## WHAT IS NEEDED
Repeat the material exactly, leaving nothing out.

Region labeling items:
━━━━━━━━
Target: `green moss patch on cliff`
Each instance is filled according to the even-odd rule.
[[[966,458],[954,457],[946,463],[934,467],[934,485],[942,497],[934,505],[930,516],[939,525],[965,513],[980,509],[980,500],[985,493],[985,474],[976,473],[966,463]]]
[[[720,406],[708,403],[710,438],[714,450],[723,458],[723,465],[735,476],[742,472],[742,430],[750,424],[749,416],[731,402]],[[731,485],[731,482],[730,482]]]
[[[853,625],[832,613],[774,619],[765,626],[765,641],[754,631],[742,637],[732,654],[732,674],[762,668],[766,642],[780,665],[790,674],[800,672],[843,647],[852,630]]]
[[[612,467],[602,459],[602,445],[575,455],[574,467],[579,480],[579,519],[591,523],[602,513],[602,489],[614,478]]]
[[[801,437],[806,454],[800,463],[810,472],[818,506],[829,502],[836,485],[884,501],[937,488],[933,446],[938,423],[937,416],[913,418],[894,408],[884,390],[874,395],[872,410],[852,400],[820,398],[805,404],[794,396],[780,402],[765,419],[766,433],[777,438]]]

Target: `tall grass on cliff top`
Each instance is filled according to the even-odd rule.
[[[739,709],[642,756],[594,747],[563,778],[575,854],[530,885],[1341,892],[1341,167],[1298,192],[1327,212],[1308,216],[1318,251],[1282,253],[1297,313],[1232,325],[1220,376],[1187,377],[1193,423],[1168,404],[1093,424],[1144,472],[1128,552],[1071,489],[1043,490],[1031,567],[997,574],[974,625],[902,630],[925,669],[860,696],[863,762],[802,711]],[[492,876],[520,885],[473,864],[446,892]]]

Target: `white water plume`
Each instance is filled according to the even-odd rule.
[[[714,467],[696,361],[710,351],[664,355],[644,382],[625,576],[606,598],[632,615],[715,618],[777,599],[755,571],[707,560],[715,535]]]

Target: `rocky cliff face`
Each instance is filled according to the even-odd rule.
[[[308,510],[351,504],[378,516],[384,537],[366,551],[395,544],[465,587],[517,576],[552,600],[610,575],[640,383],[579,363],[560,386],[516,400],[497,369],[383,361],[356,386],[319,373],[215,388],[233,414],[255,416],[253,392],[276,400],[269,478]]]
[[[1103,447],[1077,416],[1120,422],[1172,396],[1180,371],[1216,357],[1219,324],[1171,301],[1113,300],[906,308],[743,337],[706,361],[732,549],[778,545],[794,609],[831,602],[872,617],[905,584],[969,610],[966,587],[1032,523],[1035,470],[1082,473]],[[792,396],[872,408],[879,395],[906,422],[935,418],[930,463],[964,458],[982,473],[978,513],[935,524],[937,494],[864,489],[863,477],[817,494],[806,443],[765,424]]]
━━━━━━━━
## WORKED ANSWER
Target: `green moss patch on cliff`
Each instance is filled according to the even-odd rule.
[[[966,458],[954,457],[946,463],[934,467],[934,485],[942,497],[934,505],[930,516],[939,525],[965,513],[980,509],[980,500],[985,493],[985,474],[976,473],[966,463]]]
[[[720,406],[708,403],[710,438],[714,450],[723,458],[723,465],[735,476],[742,472],[742,430],[750,424],[749,416],[731,402]],[[731,485],[731,482],[730,482]]]
[[[853,625],[832,613],[774,619],[765,626],[765,641],[754,631],[742,637],[732,654],[732,674],[762,668],[766,642],[780,665],[790,674],[800,672],[843,647],[852,630]]]
[[[612,467],[602,459],[602,445],[575,455],[574,467],[579,480],[579,519],[591,523],[602,513],[602,489],[614,478]]]
[[[801,437],[806,454],[800,463],[810,472],[818,506],[829,502],[836,485],[884,501],[937,488],[933,446],[938,423],[937,416],[913,418],[894,408],[884,390],[874,395],[872,410],[852,400],[820,398],[805,404],[794,396],[780,402],[765,419],[766,433],[777,438]]]

Target: `tall grass on cliff top`
Each instance is filled according to the even-odd rule.
[[[739,709],[642,756],[594,747],[563,778],[575,854],[530,885],[1341,892],[1341,167],[1298,192],[1327,212],[1308,216],[1318,251],[1282,253],[1297,313],[1232,325],[1220,376],[1187,377],[1193,423],[1168,404],[1093,424],[1144,472],[1128,552],[1071,489],[1043,490],[1031,567],[997,574],[974,625],[902,630],[925,669],[860,696],[863,762],[802,711]],[[492,876],[520,885],[473,864],[446,892]]]

Target: `white water plume`
Each instance is filled according to the even-odd rule.
[[[714,467],[696,361],[710,351],[664,355],[644,382],[625,576],[606,598],[632,615],[715,618],[777,599],[755,571],[707,560],[715,535]]]

Target: `rocky cliff face`
Each instance is filled according to the even-odd rule.
[[[308,510],[351,504],[378,516],[384,537],[366,551],[395,544],[465,587],[517,576],[552,600],[610,575],[640,383],[579,363],[560,386],[516,400],[497,369],[383,361],[356,386],[319,373],[215,388],[233,414],[255,416],[253,392],[276,400],[269,478]]]
[[[1103,447],[1077,416],[1120,422],[1172,396],[1180,371],[1216,357],[1219,324],[1171,301],[1113,300],[906,308],[743,337],[706,361],[732,549],[778,545],[794,609],[831,602],[872,617],[905,584],[969,610],[966,587],[1032,523],[1035,470],[1082,473]],[[792,396],[872,408],[879,395],[906,422],[935,418],[930,463],[964,458],[982,473],[978,513],[935,524],[937,494],[864,489],[863,477],[817,494],[806,443],[765,424]]]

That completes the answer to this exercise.